> **DESCRIPTION OF THE TASK**:
Rewrite every line of the items from the line with "In this exercise you will pick out the front bumper" to the line with "(1169, 459)", adjusting each number in the answer coordinates by -51. Leave all other lines, including the sample points, unchanged.

> **DATA FOR THIS EXERCISE**:

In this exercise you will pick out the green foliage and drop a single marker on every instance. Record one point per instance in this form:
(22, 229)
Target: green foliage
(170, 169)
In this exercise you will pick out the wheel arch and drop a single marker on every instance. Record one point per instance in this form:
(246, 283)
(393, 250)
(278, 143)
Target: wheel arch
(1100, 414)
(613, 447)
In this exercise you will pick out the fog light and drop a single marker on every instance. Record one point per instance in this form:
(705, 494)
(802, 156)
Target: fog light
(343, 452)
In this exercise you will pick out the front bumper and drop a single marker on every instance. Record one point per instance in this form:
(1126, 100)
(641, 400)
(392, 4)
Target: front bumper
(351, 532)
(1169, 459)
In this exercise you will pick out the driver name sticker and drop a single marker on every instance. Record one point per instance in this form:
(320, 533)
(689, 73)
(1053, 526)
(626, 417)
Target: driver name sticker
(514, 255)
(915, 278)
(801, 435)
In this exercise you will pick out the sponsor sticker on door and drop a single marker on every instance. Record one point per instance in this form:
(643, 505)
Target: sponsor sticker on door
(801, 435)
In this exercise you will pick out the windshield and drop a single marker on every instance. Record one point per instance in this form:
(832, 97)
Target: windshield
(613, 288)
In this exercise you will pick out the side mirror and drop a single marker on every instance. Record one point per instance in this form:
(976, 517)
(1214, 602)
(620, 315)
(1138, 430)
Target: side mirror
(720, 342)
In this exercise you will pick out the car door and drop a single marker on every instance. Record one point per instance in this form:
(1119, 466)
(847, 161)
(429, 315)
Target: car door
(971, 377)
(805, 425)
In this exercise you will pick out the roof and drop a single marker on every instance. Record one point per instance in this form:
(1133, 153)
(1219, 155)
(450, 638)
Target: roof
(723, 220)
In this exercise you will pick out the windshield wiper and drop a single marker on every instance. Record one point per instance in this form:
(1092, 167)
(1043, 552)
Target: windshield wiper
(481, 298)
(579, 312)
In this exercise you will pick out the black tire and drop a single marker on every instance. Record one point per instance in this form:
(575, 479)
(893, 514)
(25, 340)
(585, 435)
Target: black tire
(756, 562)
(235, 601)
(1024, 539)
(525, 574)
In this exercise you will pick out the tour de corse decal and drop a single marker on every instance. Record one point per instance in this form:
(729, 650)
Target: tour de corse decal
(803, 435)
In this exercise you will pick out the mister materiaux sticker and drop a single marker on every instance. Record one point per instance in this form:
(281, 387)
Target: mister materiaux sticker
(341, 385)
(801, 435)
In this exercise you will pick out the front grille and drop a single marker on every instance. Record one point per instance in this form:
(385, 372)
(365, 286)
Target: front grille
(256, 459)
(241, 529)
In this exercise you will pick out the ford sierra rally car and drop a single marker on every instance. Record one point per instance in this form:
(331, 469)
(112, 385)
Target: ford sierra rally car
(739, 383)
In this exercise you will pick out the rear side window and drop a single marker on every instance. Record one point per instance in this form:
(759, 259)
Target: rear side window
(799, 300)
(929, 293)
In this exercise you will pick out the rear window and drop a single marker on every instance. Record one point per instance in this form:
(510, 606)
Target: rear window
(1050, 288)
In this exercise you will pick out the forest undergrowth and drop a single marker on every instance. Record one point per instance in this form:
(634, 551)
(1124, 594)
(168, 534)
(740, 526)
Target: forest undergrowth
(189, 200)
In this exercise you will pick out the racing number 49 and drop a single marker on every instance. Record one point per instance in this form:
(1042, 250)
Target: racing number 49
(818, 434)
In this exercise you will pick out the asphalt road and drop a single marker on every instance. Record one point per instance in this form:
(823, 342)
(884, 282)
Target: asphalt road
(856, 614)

> **ANSWER FOR THE TASK**:
In this exercise you will pick out the front bumper and drop a single marker on every instance. Record one point per instance in this form:
(1126, 100)
(641, 400)
(392, 4)
Target: front bumper
(300, 481)
(1118, 408)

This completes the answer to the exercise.